即使在 30 行的小型 DataFrame 上,我们也看到大约 7 倍的性能提升

%timeit slow(df)
# outputs:
41 ms ± 1.11 ms per loop (mean ± std. dev. of 7 runs, 10 loops each)

%timeit fast(df)
# outputs:
5.69 ms ± 34 µs per loop (mean ± std. dev. of 7 runs, 100 loops each)

使用的代码:

def slow(df):
  idx = 0
  last_status_in_range = np.array([None] * len(df), dtype=str)
  for row in df.itertuples():
    created_dt = row.created_dt
    created_id = row.number_id
    last_status_in_range[idx] = get_last_status_in_range(df, created_dt, created_id)
    idx += 1
  return df.assign(prev_status=last_status_in_range)

def fast(df):
  d = df.assign(until = df.created_dt - pd.Timedelta(days=5))
※
▸ **任务要求 1**: 根据选定文本,fast(df) 每次循环的平均耗时是多少?
选定文本与后面的清单互不相关。
※
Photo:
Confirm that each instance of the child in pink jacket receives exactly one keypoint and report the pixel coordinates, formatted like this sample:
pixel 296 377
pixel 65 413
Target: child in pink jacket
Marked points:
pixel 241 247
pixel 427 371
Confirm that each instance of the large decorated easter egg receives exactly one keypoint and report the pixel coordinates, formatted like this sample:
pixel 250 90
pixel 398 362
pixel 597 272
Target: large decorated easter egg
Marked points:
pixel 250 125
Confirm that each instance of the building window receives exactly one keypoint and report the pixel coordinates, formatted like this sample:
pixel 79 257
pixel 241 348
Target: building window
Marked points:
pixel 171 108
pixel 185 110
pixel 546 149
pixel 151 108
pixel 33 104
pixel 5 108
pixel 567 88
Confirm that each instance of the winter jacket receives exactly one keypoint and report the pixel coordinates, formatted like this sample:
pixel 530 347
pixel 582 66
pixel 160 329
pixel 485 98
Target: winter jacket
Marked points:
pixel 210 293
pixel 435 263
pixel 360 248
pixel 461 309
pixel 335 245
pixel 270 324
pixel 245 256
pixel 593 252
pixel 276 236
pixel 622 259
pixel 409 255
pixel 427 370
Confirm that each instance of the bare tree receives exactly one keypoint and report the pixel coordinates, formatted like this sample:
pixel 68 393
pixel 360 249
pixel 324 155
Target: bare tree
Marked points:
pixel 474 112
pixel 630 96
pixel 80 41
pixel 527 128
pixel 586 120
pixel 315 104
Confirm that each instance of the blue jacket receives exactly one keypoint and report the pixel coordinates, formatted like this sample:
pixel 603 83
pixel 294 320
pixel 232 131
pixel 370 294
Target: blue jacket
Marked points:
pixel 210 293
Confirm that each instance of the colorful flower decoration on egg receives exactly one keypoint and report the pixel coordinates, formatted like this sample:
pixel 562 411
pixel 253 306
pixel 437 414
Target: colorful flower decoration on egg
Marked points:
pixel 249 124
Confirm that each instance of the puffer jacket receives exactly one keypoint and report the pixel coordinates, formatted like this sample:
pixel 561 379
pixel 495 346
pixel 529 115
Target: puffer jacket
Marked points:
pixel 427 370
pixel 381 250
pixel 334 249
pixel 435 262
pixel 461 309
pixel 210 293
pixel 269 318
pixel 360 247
※
▸ **任务要求 2**: 把清单从第一行开始、到含有“pixel 250 125”的那一行结束(两端都包括)的各行改写成编号列表,空行不计入。

▸ **正确答案 1**: 5.69 ms ± 34 µs。

▸ **正确答案 2**:
1. Photo:
2. Confirm that each instance of the child in pink jacket receives exactly one keypoint and report the pixel coordinates, formatted like this sample:
3. pixel 296 377
4. pixel 65 413
5. Target: child in pink jacket
6. Marked points:
7. pixel 241 247
8. pixel 427 371
9. Confirm that each instance of the large decorated easter egg receives exactly one keypoint and report the pixel coordinates, formatted like this sample:
10. pixel 250 90
11. pixel 398 362
12. pixel 597 272
13. Target: large decorated easter egg
14. Marked points:
15. pixel 250 125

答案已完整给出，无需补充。